**TASK DETAILS**
Reproduce the entries word for word, starting at the line that contains "Task: identify the reflection" and continuing up to and including the last line of the entries.
-*-*-
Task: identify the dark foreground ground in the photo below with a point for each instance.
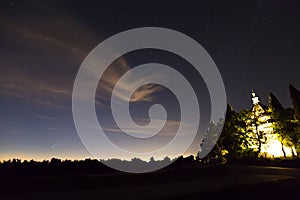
(211, 182)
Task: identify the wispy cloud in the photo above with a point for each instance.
(170, 128)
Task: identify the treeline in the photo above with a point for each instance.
(16, 167)
(240, 133)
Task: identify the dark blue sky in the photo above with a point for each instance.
(255, 45)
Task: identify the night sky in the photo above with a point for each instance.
(255, 45)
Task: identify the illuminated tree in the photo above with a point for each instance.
(295, 124)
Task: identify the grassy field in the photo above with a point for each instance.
(212, 182)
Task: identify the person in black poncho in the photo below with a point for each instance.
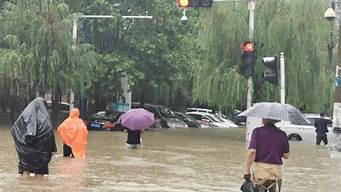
(34, 139)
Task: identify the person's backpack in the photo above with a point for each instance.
(248, 186)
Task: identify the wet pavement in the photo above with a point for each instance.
(181, 160)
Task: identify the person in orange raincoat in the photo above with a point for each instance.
(74, 135)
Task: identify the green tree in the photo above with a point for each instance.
(295, 27)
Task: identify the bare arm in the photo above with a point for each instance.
(249, 159)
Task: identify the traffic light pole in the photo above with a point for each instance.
(251, 7)
(282, 76)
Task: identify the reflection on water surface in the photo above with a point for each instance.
(182, 160)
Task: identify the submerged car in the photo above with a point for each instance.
(164, 117)
(303, 132)
(103, 121)
(189, 120)
(205, 118)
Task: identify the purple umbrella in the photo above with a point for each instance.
(136, 119)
-*-*-
**OUTPUT FOR THIS TASK**
Task: identify the reflection on water surface in the photo above with a point for each instance.
(182, 160)
Task: identify the submerged car in the photo above with a point for each instance.
(164, 117)
(303, 132)
(103, 121)
(189, 120)
(205, 118)
Task: identify the purple umbrella in the photo above with a point for each instance.
(136, 119)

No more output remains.